#### REQUIREMENTS
**a.** Print everything in the Data Science Coder model card from "Data Science coder is" down to "a helpful manner.".
**b.** According to the Data Science Coder model card, which two variants does the model come in?

--- begin EXCERPT ---

Edit model card

The Data Science Coder

Data Science coder is a group of fine tuned models designed to help with coding for data science applications. It comes in 2 variants: 1.3b and 6.7b. Models are fine tuned from DeepSeek Coder instruct versions. Fine tuning was performed on the ed001/ds-coder-instruct-v1 dataset which is constructed by filtering publicly available datasets on HuggingFace.

Usage

from transformers import AutoTokenizer, AutoModelForCausalLM, pipeline

def build_instruction_prompt(instruction):
    return '''
    You are the Data Science Coder, a helpful AI assistant created by a man named Ed.
    You help people with data science coding and you answer questions about data science in a helpful manner.
    ### Instruction:
    {}
    ### Response:
    '''.format(instruction.strip()).lstrip()

tokenizer = AutoTokenizer.from_pretrained("ed001/datascience-coder-6.7b", trust_remote_code=True)
model = AutoModelForCausalLM.from_pretrained("ed001/datascience-coder-6.7b", trust_remote_code=True).cuda()

--- end EXCERPT ---
--- begin RECORDS PROVIDED ---

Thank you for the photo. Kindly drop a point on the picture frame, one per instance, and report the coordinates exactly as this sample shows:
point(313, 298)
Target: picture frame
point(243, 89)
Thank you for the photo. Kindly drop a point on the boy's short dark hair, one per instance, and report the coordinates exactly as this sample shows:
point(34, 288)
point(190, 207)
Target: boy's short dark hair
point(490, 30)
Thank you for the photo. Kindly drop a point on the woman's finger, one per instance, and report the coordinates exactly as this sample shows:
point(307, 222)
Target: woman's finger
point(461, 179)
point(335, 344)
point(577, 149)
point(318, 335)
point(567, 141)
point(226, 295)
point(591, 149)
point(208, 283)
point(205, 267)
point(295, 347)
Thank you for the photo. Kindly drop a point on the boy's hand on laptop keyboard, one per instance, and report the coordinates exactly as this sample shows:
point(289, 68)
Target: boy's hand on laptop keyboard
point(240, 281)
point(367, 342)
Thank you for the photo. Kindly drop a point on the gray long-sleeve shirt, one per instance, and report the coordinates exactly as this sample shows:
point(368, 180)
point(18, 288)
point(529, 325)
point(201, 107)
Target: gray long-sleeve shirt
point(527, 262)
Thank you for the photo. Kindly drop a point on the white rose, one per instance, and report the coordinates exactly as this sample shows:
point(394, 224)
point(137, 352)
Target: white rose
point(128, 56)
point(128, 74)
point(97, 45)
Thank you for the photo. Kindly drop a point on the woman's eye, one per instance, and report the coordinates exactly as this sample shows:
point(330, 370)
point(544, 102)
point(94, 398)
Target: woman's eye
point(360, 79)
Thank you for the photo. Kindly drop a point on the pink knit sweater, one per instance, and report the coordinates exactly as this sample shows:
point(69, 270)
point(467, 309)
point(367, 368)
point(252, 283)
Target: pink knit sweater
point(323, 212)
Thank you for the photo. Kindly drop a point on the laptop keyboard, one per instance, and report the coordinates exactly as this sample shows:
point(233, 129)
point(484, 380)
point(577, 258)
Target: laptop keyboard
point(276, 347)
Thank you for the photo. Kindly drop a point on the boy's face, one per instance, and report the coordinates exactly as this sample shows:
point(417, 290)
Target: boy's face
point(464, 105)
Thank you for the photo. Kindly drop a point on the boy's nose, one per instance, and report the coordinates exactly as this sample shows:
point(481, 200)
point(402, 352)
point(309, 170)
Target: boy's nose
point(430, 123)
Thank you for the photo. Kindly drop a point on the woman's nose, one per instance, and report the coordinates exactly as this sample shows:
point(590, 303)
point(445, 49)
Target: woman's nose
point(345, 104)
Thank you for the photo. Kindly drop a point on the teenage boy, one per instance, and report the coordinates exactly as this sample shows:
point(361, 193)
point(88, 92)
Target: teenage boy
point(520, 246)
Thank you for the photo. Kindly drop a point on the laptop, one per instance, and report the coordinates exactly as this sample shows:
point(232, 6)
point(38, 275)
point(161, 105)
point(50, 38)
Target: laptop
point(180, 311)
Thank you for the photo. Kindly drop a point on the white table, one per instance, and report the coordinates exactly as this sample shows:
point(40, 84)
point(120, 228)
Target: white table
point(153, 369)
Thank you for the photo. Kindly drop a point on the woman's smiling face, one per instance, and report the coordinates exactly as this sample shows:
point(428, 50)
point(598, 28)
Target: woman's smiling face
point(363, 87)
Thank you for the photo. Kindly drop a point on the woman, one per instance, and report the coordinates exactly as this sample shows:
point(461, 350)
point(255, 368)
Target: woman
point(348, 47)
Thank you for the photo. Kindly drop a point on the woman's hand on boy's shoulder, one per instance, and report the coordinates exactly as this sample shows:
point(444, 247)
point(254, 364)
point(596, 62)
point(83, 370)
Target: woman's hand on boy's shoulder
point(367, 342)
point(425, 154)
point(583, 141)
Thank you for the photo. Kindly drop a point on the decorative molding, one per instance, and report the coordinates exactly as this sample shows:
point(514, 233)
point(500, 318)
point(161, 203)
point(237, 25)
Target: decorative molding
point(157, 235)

--- end RECORDS PROVIDED ---

#### EXERCISE RESULTS
**a.**
Data Science coder is a group of fine tuned models designed to help with coding for data science applications. It comes in 2 variants: 1.3b and 6.7b. Models are fine tuned from DeepSeek Coder instruct versions. Fine tuning was performed on the ed001/ds-coder-instruct-v1 dataset which is constructed by filtering publicly available datasets on HuggingFace.

Usage

from transformers import AutoTokenizer, AutoModelForCausalLM, pipeline

def build_instruction_prompt(instruction):
    return '''
    You are the Data Science Coder, a helpful AI assistant created by a man named Ed.
    You help people with data science coding and you answer questions about data science in a helpful manner.

**b.** 1.3b and 6.7b